VORLIEGENDER TEXT:
Familie Weissmann, obere Reihe von links: Morris, Sheindel, Willi, Simon,
untere Reihe von links: Max, Norbert “Nehemia“, Lilli, Elli, Ani und Oscar.
Familie Weissmann, obere Reihe von links: Morris, Sheindel, Willi, Simon, untere Reihe von links: Max, Norbert "Nehemia", Lilli, Elli, Ani und Oscar.
© Privatbesitz

Nechemiah Norbert Weissmann * 1882

Wohlers Allee 38 (Altona, Altona-Altstadt)


HIER WOHNTE
NECHEMIAH NORBERT
WEISSMANN
JG. 1882
"POLENAKTION" 1938
BENTSCHEN / ZBASZYN
DEPORTIERT
TREBLINKA
ERMORDET

Weitere Stolpersteine in Wohlers Allee 38:
Adolf Uscher Friedmann, Berta Brandla Friedmann, Hanna Toni Friedmann, Berta Ruth Friedmann, Siegbert Friedmann, Golda Friedmann, Mirjam Friedmann, Szyja Schullerer, Taube Toni Schullerer, David Schullerer, Scheindel Sabina Weissmann

Nechemiah Norbert Weissmann, geb. 1881 oder 1882 in Bukaczowce (Galizien, heute Ukraine), ausgewiesen am 28.10.1938 nach Zbaszyn/Bentschen, Polen, ermordet im besetzten Polen

Scheindel Sabina Weissmann, geb. Heller, geb. 25.3.1889 in Maliboczic (Zbora, Galizien, heute Ukraine), ausgewiesen am 28.10.1938 nach Zbaszyn/Bentschen, Polen, ermordet im besetzten Polen

Wohlers Allee 38 (Altona-Altstadt) (früher Wohlersallee)

Die Weissmanns waren eine große orthodox- jüdische Familie, die in der damals noch selbstständigen Stadt Altona lebte. Die älteste Tochter erinnerte sich später an ein glückliches Zuhause voll von Liebe. Es sei voll von Kindern, Verwandten, Gästen, Nachbarn, Musik, Lachen, Geben, Lernen, Büchern, Schallplatten und Essen gewesen. Das Leben habe sich um die Schule, die Synagoge und das Zuhause gedreht.

Der Vater Nechemiah Weissmann kam in Bukaczowce (Galizien, heute Westukraine) zur Welt. In Deutschland nannte er sich Norbert. Sein Vorname und sein Geburtsdatum werden in den verschiedenen Quellen unterschiedlich angegeben. Es finden sich neben Nechemiah die Varianten Nechemje und Nechemias. Als Geburtsdaten finden sich auf der Einwohnermeldekarteikarte eingeklammert der 25. Dezember 1881 und der 10. März 1881. Auch auf der Steuerkarteikarte der Jüdischen Gemeinde in Hamburg wurde zunächst der 25. Dezember 1881 erfasst, dann aber durch den 10. März 1881 ersetzt.

AUFGABE 1: Zitiere aus dem Text über die Familie Weissmann die Stelle, die mit "Nechemiah Norbert Weissmann, geb." beginnt und sich bis einschließlich "(Altona-Altstadt) (früher Wohlersallee)" erstreckt.

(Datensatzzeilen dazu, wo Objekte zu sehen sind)
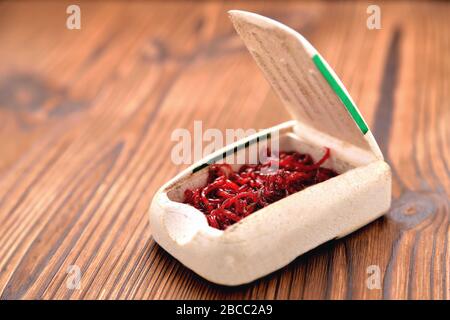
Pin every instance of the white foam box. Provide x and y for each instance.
(324, 115)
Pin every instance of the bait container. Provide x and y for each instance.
(324, 116)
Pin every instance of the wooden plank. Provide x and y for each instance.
(86, 118)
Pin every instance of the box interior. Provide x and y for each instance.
(288, 141)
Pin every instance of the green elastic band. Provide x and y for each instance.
(318, 61)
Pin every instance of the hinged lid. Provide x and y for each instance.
(305, 83)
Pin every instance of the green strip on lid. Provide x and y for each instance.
(318, 61)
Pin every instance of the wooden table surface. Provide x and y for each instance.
(86, 118)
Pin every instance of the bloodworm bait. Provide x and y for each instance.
(230, 196)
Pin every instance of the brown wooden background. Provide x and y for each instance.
(85, 124)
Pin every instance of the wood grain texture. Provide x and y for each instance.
(86, 118)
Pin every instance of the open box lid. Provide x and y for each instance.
(307, 86)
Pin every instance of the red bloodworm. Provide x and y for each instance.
(231, 195)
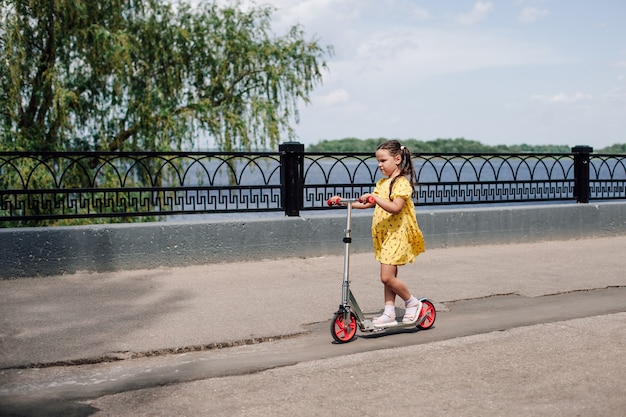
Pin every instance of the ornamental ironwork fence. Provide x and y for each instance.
(68, 185)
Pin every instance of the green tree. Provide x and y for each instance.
(148, 75)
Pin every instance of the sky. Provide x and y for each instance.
(500, 72)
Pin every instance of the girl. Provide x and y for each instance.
(396, 236)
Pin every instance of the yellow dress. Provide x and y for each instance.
(397, 237)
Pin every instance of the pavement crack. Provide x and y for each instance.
(128, 355)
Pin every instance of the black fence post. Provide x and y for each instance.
(291, 173)
(582, 190)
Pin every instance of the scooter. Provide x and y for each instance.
(349, 316)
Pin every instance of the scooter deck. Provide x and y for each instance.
(368, 326)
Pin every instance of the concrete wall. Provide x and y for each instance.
(27, 252)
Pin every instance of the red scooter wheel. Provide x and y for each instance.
(428, 310)
(343, 331)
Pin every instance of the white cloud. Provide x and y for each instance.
(421, 14)
(335, 97)
(562, 98)
(479, 12)
(532, 14)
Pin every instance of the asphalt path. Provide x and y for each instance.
(539, 332)
(81, 390)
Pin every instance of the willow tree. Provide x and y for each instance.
(149, 75)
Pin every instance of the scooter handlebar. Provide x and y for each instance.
(338, 200)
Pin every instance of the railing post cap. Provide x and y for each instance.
(291, 147)
(582, 149)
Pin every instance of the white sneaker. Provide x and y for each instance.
(384, 320)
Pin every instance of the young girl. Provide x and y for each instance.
(396, 236)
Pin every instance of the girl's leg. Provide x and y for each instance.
(393, 285)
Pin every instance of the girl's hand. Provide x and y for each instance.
(368, 200)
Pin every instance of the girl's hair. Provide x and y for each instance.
(406, 164)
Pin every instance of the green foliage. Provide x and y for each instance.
(458, 145)
(148, 75)
(619, 148)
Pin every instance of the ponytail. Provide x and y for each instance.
(406, 164)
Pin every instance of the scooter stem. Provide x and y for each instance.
(346, 258)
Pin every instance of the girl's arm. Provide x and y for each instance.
(393, 207)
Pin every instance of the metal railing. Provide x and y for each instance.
(44, 186)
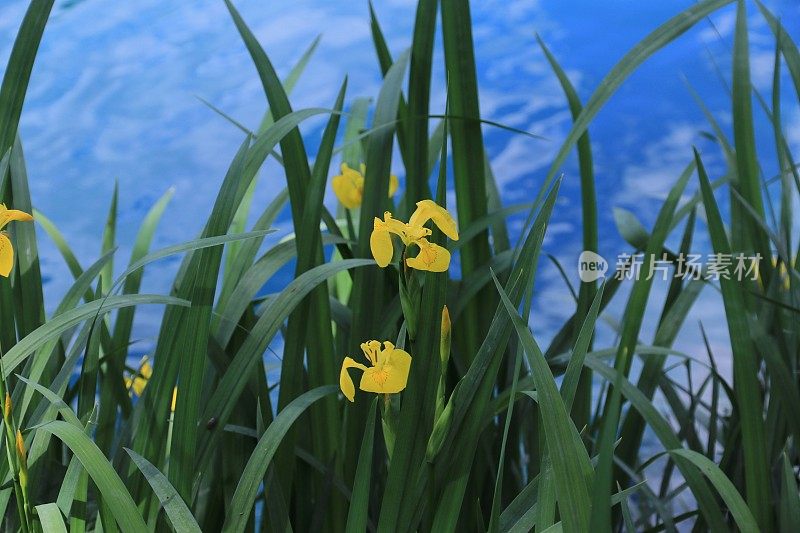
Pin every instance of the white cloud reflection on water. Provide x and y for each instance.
(113, 96)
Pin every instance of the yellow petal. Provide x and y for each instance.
(345, 381)
(7, 215)
(380, 242)
(430, 210)
(431, 257)
(348, 187)
(137, 385)
(389, 377)
(146, 369)
(6, 255)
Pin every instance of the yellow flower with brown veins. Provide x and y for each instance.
(431, 257)
(349, 185)
(387, 375)
(6, 248)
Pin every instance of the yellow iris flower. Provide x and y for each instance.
(349, 186)
(387, 375)
(431, 257)
(136, 383)
(6, 248)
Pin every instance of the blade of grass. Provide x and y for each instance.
(253, 475)
(745, 369)
(178, 513)
(101, 472)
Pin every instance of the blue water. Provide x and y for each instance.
(114, 97)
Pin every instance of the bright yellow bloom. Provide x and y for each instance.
(349, 186)
(137, 382)
(431, 257)
(387, 375)
(6, 248)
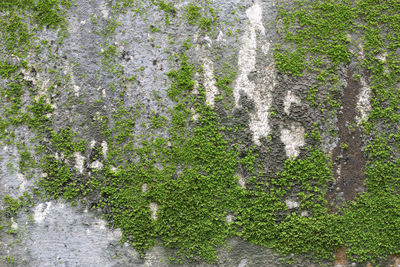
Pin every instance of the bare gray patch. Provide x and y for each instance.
(363, 103)
(293, 138)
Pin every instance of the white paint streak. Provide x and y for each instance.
(40, 212)
(293, 139)
(289, 99)
(153, 207)
(209, 81)
(22, 185)
(92, 144)
(96, 165)
(230, 218)
(79, 160)
(104, 148)
(243, 263)
(145, 187)
(241, 180)
(261, 93)
(291, 204)
(363, 103)
(14, 225)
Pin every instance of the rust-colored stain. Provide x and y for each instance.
(340, 257)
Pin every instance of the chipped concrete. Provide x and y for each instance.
(293, 138)
(153, 208)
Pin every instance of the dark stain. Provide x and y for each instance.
(349, 160)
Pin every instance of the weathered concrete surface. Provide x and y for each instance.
(55, 233)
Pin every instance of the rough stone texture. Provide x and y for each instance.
(55, 233)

AUFGABE 2: Zieh aus der Auflistung jede Zeile heraus, in der das Wort "cloud" vorkommt.

ANTWORT 1:
Nechemiah Norbert Weissmann, geb. 1881 oder 1882 in Bukaczowce (Galizien, heute Ukraine), ausgewiesen am 28.10.1938 nach Zbaszyn/Bentschen, Polen, ermordet im besetzten Polen

Scheindel Sabina Weissmann, geb. Heller, geb. 25.3.1889 in Maliboczic (Zbora, Galizien, heute Ukraine), ausgewiesen am 28.10.1938 nach Zbaszyn/Bentschen, Polen, ermordet im besetzten Polen

Wohlers Allee 38 (Altona-Altstadt) (früher Wohlersallee)

ANTWORT 2:
Pin every instance of the white cloud. Provide x and y for each instance.
Pin every instance of the white cloud reflection on water. Provide x and y for each instance.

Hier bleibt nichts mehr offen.